> [Short exercise]:
Return each line of the records that contains the word "ceiling", copying every line in full.

> [Records to process]:
::::::::

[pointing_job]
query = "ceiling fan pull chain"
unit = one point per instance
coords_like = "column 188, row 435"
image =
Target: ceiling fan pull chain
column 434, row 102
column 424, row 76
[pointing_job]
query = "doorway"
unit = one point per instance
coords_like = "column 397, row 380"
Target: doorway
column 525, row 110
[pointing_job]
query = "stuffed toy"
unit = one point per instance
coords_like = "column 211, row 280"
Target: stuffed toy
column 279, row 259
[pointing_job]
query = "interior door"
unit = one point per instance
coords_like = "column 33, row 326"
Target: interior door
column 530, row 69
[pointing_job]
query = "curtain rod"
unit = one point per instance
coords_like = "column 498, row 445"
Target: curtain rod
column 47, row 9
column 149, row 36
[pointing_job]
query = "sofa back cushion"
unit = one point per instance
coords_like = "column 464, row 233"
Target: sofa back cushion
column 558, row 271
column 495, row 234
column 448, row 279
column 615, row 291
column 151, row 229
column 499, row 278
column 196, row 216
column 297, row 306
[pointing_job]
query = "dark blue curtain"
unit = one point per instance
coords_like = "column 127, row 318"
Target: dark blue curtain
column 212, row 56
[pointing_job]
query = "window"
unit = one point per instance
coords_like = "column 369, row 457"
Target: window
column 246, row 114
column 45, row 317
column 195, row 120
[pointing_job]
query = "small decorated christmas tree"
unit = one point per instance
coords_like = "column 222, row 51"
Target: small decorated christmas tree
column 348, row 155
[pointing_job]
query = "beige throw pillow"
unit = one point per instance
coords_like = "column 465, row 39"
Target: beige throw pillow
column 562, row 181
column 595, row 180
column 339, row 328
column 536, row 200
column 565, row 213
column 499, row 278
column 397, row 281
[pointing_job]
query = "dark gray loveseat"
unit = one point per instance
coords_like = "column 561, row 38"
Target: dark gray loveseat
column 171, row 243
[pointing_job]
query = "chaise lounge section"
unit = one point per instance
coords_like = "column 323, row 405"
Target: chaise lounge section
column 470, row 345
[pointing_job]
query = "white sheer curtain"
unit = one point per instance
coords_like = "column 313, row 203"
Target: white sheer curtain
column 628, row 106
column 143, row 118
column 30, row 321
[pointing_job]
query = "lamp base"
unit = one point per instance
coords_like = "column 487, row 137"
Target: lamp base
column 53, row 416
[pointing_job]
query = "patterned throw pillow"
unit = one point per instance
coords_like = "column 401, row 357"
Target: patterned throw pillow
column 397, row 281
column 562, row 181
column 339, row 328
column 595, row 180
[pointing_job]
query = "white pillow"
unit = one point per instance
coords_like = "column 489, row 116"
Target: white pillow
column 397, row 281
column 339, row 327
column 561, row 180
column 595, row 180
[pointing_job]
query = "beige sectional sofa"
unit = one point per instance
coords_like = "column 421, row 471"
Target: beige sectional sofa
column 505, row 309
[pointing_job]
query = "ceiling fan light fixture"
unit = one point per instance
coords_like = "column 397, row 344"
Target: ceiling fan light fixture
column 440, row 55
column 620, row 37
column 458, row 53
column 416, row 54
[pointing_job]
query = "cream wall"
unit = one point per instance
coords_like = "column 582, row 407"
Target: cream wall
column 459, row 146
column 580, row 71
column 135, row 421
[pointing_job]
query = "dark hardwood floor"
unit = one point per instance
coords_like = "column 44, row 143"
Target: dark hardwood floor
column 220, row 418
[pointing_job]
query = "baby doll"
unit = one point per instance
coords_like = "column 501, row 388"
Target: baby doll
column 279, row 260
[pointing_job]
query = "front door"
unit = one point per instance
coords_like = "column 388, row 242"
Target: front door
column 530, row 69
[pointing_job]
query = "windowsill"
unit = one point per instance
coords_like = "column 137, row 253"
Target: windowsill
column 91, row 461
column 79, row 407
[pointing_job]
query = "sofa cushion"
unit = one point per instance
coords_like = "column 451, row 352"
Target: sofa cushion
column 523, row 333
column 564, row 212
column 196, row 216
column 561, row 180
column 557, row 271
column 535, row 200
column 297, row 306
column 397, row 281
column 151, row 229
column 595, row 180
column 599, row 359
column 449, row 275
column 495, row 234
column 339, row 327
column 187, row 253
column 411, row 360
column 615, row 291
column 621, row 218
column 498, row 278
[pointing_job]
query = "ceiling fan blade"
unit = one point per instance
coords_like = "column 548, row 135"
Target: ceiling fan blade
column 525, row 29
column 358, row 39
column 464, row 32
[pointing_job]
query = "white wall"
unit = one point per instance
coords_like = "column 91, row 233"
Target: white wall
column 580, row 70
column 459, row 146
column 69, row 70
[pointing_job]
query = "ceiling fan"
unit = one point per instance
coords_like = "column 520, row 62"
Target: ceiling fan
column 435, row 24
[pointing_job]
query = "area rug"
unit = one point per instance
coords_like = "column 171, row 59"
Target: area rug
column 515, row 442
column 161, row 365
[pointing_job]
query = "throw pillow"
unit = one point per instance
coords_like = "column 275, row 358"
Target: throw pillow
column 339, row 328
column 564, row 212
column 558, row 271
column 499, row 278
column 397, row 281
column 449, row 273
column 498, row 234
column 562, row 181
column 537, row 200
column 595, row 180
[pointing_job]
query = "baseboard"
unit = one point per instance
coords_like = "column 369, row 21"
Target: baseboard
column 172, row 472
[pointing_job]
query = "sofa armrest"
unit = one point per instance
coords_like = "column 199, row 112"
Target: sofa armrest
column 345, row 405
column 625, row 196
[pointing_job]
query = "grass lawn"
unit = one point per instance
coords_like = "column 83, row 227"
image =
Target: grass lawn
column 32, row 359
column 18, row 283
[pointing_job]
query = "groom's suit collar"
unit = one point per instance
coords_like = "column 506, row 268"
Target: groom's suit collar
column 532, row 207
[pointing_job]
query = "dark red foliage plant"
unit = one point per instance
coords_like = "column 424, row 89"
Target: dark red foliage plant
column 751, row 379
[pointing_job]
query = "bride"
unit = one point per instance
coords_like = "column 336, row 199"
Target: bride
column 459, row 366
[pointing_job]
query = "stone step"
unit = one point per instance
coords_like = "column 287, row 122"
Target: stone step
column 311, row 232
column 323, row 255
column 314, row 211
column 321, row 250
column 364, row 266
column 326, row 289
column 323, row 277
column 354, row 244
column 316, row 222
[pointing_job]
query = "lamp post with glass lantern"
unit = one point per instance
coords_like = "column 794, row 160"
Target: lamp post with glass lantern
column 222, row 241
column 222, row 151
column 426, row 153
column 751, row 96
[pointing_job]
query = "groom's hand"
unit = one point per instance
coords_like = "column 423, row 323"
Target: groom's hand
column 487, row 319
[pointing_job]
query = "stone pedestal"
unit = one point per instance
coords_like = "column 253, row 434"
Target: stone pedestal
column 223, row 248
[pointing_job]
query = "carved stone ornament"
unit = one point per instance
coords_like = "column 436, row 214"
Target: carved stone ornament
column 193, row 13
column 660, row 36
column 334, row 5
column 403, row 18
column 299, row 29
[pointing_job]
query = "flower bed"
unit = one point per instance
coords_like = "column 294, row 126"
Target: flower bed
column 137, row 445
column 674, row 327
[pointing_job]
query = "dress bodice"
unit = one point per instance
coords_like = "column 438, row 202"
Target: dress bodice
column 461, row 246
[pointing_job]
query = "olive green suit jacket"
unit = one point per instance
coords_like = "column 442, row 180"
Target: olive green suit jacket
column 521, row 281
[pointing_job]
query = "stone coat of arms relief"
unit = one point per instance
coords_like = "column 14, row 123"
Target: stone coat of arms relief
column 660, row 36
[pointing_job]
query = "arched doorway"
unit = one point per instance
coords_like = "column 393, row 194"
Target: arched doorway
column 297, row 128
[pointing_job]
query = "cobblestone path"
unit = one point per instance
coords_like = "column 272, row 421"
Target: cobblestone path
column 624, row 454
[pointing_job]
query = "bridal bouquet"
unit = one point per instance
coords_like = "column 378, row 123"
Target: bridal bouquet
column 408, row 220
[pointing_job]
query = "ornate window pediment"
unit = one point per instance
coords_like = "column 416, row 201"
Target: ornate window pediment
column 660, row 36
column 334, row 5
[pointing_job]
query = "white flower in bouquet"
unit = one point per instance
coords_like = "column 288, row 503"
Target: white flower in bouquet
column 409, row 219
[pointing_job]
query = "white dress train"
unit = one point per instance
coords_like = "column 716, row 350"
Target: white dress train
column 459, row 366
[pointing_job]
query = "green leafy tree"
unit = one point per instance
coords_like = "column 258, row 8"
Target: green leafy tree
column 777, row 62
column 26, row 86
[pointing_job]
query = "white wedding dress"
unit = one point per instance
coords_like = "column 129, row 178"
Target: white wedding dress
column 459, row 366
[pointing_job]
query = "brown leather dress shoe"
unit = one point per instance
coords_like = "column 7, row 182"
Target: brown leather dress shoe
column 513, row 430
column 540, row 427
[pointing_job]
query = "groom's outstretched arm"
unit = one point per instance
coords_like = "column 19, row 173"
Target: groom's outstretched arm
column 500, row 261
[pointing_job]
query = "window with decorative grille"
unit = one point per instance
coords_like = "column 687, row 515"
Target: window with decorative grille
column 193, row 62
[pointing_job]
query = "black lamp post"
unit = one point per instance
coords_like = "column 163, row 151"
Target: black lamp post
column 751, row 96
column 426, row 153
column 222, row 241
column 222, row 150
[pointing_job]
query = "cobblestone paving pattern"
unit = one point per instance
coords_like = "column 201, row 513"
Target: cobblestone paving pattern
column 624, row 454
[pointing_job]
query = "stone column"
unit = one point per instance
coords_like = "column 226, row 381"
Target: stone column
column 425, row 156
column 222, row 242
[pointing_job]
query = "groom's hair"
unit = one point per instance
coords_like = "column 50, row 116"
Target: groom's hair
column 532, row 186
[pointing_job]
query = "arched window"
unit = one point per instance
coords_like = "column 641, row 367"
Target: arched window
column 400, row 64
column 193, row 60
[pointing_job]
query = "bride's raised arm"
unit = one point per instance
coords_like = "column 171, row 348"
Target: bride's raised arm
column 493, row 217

::::::::

> [Solution to the problem]:
query = "ceiling fan pull chain"
Target: ceiling fan pull chain
query = "ceiling fan light fixture"
Target: ceiling fan light fixture
query = "ceiling fan blade"
Target: ceiling fan blade
query = "ceiling fan"
Target: ceiling fan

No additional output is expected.